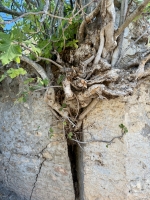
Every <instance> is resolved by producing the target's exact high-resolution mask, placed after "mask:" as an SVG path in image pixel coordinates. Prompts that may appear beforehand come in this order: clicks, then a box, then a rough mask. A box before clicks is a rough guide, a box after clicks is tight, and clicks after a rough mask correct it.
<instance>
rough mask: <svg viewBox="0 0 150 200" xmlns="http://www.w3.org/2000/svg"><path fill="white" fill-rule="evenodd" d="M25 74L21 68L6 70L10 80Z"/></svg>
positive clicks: (22, 68)
mask: <svg viewBox="0 0 150 200" xmlns="http://www.w3.org/2000/svg"><path fill="white" fill-rule="evenodd" d="M26 73H27V72H26V70H24V69H23V68H19V69H13V68H10V69H9V70H7V74H8V76H9V77H10V78H16V77H17V76H19V75H25V74H26Z"/></svg>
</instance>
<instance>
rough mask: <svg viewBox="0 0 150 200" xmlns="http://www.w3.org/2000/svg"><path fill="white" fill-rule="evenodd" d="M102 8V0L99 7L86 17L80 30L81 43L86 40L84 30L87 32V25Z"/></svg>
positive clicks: (82, 21)
mask: <svg viewBox="0 0 150 200" xmlns="http://www.w3.org/2000/svg"><path fill="white" fill-rule="evenodd" d="M100 6H101V0H100V2H99V4H98V5H97V7H96V8H95V9H94V10H93V11H92V12H91V13H90V14H89V15H88V16H86V17H85V19H84V20H83V21H82V23H81V25H80V28H79V41H80V42H82V41H83V39H84V30H85V25H86V24H88V23H89V22H90V21H91V20H92V19H93V18H94V17H95V16H96V15H97V14H98V12H99V11H100Z"/></svg>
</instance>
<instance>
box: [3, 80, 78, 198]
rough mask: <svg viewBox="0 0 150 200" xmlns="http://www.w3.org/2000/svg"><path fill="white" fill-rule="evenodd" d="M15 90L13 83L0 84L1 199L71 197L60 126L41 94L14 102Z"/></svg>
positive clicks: (16, 92) (71, 191) (65, 154)
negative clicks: (26, 101) (51, 130)
mask: <svg viewBox="0 0 150 200" xmlns="http://www.w3.org/2000/svg"><path fill="white" fill-rule="evenodd" d="M17 93H18V86H17V85H16V84H15V83H14V84H13V83H9V82H8V81H7V82H3V84H1V85H0V193H1V196H0V199H2V200H3V199H5V200H9V199H11V200H12V199H14V200H18V199H23V200H25V199H26V200H54V199H55V200H58V199H59V200H74V189H73V181H72V174H71V169H70V162H69V158H68V149H67V143H66V140H65V138H64V134H63V131H62V126H59V122H58V121H56V119H55V118H54V117H53V116H52V113H51V112H50V109H49V107H48V106H47V105H46V104H45V103H44V100H43V94H42V93H39V92H38V93H34V94H32V96H30V97H29V100H28V101H27V102H26V103H21V104H14V101H15V99H16V94H17ZM61 124H62V122H61ZM50 127H53V130H54V132H53V137H52V138H50V135H49V134H50V133H49V129H50ZM6 189H9V191H7V190H6ZM10 191H14V192H15V193H16V194H17V195H18V196H20V197H16V196H15V195H14V194H12V193H11V195H10Z"/></svg>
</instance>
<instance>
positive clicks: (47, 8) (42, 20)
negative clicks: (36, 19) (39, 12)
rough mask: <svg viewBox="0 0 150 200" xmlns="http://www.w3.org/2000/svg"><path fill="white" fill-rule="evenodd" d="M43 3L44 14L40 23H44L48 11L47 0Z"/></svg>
mask: <svg viewBox="0 0 150 200" xmlns="http://www.w3.org/2000/svg"><path fill="white" fill-rule="evenodd" d="M45 1H46V3H45V6H44V9H43V12H44V14H43V16H42V19H40V22H41V23H42V22H44V20H45V18H46V14H47V12H48V9H49V0H45Z"/></svg>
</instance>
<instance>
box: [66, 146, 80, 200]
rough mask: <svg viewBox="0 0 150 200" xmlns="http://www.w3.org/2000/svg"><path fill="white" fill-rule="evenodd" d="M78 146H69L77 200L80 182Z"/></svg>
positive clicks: (70, 159)
mask: <svg viewBox="0 0 150 200" xmlns="http://www.w3.org/2000/svg"><path fill="white" fill-rule="evenodd" d="M77 147H78V146H77V144H68V156H69V160H70V167H71V173H72V179H73V187H74V193H75V200H78V199H79V182H78V167H77V159H78V152H77Z"/></svg>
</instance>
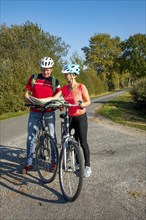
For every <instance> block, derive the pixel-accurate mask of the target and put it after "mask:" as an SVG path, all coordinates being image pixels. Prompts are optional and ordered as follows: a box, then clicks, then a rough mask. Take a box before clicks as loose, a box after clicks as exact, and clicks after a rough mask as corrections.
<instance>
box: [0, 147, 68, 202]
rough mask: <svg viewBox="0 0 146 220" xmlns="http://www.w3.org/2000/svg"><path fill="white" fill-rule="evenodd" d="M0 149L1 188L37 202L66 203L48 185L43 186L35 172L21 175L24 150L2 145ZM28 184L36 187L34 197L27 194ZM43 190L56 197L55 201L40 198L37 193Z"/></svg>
mask: <svg viewBox="0 0 146 220" xmlns="http://www.w3.org/2000/svg"><path fill="white" fill-rule="evenodd" d="M0 149H1V154H0V161H1V162H0V175H1V185H2V187H5V188H6V189H8V190H10V191H12V192H15V193H18V194H21V195H23V196H25V197H28V198H31V199H34V200H38V201H39V202H47V203H60V204H64V203H66V200H65V199H64V198H63V196H62V194H60V193H59V192H57V191H56V190H55V189H53V188H51V187H49V186H48V185H45V184H43V183H42V182H41V181H40V179H39V178H38V177H36V175H35V172H36V171H34V172H30V173H29V174H27V175H22V174H21V169H22V167H23V165H24V163H25V153H26V152H25V150H24V149H21V148H18V147H12V146H2V145H0ZM29 183H31V184H35V185H36V187H37V191H36V195H31V194H30V193H28V192H27V190H26V187H27V185H28V184H29ZM36 187H35V189H36ZM41 188H42V189H41ZM43 188H45V189H47V190H49V191H50V192H52V193H53V194H54V195H55V196H57V199H56V200H49V199H47V198H46V199H44V198H41V197H40V196H39V194H37V192H39V191H40V192H41V190H43Z"/></svg>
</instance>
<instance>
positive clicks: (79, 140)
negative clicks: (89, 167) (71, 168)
mask: <svg viewBox="0 0 146 220" xmlns="http://www.w3.org/2000/svg"><path fill="white" fill-rule="evenodd" d="M73 128H74V129H75V135H74V136H75V140H76V141H79V142H80V144H81V147H82V149H83V154H84V158H85V166H89V167H90V150H89V146H88V143H87V131H88V121H87V114H86V113H85V114H83V115H80V116H71V117H70V130H71V129H73Z"/></svg>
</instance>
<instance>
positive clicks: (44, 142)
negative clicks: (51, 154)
mask: <svg viewBox="0 0 146 220" xmlns="http://www.w3.org/2000/svg"><path fill="white" fill-rule="evenodd" d="M57 102H58V103H60V105H59V106H56V103H57ZM80 104H81V102H78V103H77V104H69V103H67V102H62V101H60V100H59V99H56V100H52V101H49V102H47V103H46V104H44V107H41V108H43V110H45V109H46V108H48V107H49V108H53V109H58V108H60V107H65V112H64V113H62V114H60V118H61V144H60V148H61V150H60V157H59V154H58V149H56V148H57V147H56V146H55V145H54V149H55V150H56V160H57V161H56V164H57V167H58V163H59V183H60V187H61V191H62V194H63V196H64V198H65V199H66V200H67V201H69V202H73V201H75V200H76V199H77V198H78V196H79V195H80V192H81V189H82V185H83V170H84V167H83V157H82V153H81V148H80V146H79V144H78V142H77V141H76V140H75V139H74V136H73V134H71V132H70V131H69V114H68V109H69V107H70V106H79V105H80ZM27 106H28V105H27ZM29 106H34V107H38V105H34V104H33V105H31V104H30V105H29ZM39 108H40V106H39ZM39 130H40V129H39ZM39 133H40V131H39ZM41 137H42V138H41ZM45 138H46V139H47V140H48V141H46V142H44V140H45ZM41 139H42V140H43V141H42V140H41ZM38 140H39V141H38V145H37V147H36V165H37V171H38V174H39V176H40V178H41V180H42V181H43V182H44V183H50V182H52V181H53V180H54V178H55V176H56V174H57V168H56V170H55V172H54V174H53V176H52V177H51V178H46V175H47V176H48V175H49V174H48V173H49V172H50V169H49V168H46V167H50V161H51V159H49V158H50V156H51V154H49V153H48V151H49V152H50V145H48V142H49V140H50V141H51V140H52V139H51V137H50V136H49V133H48V131H46V130H44V126H43V133H42V132H41V136H40V135H38ZM51 142H52V141H51ZM47 149H49V150H47ZM44 151H46V154H47V162H48V166H46V157H45V154H44ZM40 152H41V153H40ZM44 158H45V159H44ZM39 160H40V161H41V163H42V161H43V162H44V163H45V166H44V165H43V166H42V165H41V164H40V163H39ZM44 173H45V175H44ZM44 176H45V177H44Z"/></svg>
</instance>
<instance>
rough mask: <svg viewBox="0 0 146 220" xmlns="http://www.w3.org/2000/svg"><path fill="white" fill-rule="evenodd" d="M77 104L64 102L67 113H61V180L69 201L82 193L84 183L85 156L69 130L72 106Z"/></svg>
mask: <svg viewBox="0 0 146 220" xmlns="http://www.w3.org/2000/svg"><path fill="white" fill-rule="evenodd" d="M80 104H81V102H78V103H77V104H69V103H64V104H63V106H64V107H65V113H62V114H60V118H61V119H62V120H61V152H60V159H59V182H60V187H61V191H62V194H63V196H64V198H65V199H66V200H67V201H69V202H73V201H75V200H76V199H77V198H78V196H79V195H80V192H81V189H82V185H83V169H84V168H83V157H82V153H81V148H80V146H79V144H78V142H77V141H76V140H75V139H74V136H73V134H71V132H70V131H69V115H68V109H69V107H70V106H78V105H80Z"/></svg>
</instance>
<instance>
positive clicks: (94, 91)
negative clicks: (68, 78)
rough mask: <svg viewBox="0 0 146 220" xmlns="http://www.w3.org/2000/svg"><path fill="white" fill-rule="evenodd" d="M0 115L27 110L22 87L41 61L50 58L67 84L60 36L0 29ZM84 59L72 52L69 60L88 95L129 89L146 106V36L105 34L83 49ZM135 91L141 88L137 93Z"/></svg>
mask: <svg viewBox="0 0 146 220" xmlns="http://www.w3.org/2000/svg"><path fill="white" fill-rule="evenodd" d="M0 45H1V47H0V79H1V80H0V99H1V105H0V115H1V114H3V113H7V112H18V111H23V110H25V107H24V100H23V95H24V93H25V84H26V82H27V80H28V78H29V77H30V75H32V74H34V73H39V72H40V68H39V62H40V59H41V58H42V57H44V56H50V57H51V58H52V59H53V60H54V62H55V66H54V70H53V73H54V75H55V77H56V78H58V79H59V80H60V83H61V86H63V85H64V84H65V81H64V77H63V75H62V74H60V73H61V70H62V67H63V65H64V64H65V63H66V60H65V57H66V56H67V54H68V50H69V48H70V46H69V45H68V44H66V43H65V42H64V41H63V40H62V38H61V37H56V36H53V35H51V34H50V33H48V32H44V31H43V30H42V28H41V27H40V26H38V24H34V23H32V22H29V21H28V22H26V23H25V24H23V25H11V26H10V27H7V25H6V24H2V25H1V26H0ZM81 49H82V50H83V52H84V54H85V60H82V58H81V57H80V56H79V55H78V53H77V52H74V53H73V54H72V56H71V57H70V62H73V63H78V64H79V65H80V67H81V74H80V75H79V77H78V81H80V82H82V83H84V84H85V85H86V86H87V88H88V90H89V93H90V95H91V96H93V95H94V96H96V95H99V94H101V93H104V92H107V91H114V90H117V89H123V88H127V87H133V90H132V94H133V98H134V100H135V101H136V102H137V103H140V105H141V104H142V106H143V103H146V35H143V34H140V33H138V34H135V35H133V36H130V37H129V39H126V40H125V41H121V40H120V38H119V37H115V38H111V36H110V35H109V34H94V36H91V38H90V39H89V47H87V46H85V47H84V48H81ZM138 88H139V89H138Z"/></svg>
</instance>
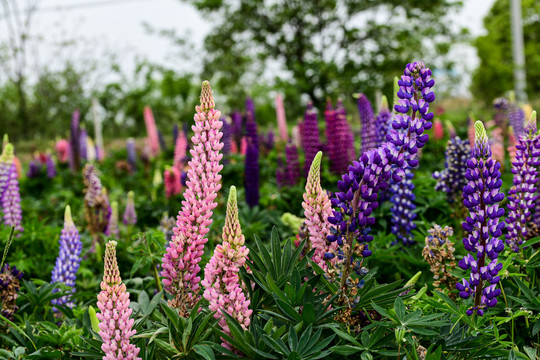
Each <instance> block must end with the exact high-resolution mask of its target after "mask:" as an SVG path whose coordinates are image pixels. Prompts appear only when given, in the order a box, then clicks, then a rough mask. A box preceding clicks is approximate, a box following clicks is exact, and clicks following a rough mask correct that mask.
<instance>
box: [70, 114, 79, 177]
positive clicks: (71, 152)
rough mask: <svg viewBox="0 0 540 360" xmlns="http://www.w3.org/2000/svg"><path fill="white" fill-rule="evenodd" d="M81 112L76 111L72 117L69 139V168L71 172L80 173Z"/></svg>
mask: <svg viewBox="0 0 540 360" xmlns="http://www.w3.org/2000/svg"><path fill="white" fill-rule="evenodd" d="M80 116H81V114H80V112H79V109H76V110H75V111H74V112H73V115H72V116H71V136H70V138H69V145H70V146H69V150H70V151H69V166H70V168H71V170H73V171H78V170H79V166H80V153H79V152H80V150H81V145H80V144H81V138H80V136H81V128H80Z"/></svg>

===

== WHAT IS NEEDED ==
Your answer must be a single number: how many lines of the records contain the word "that".

== EXERCISE OUTPUT ==
2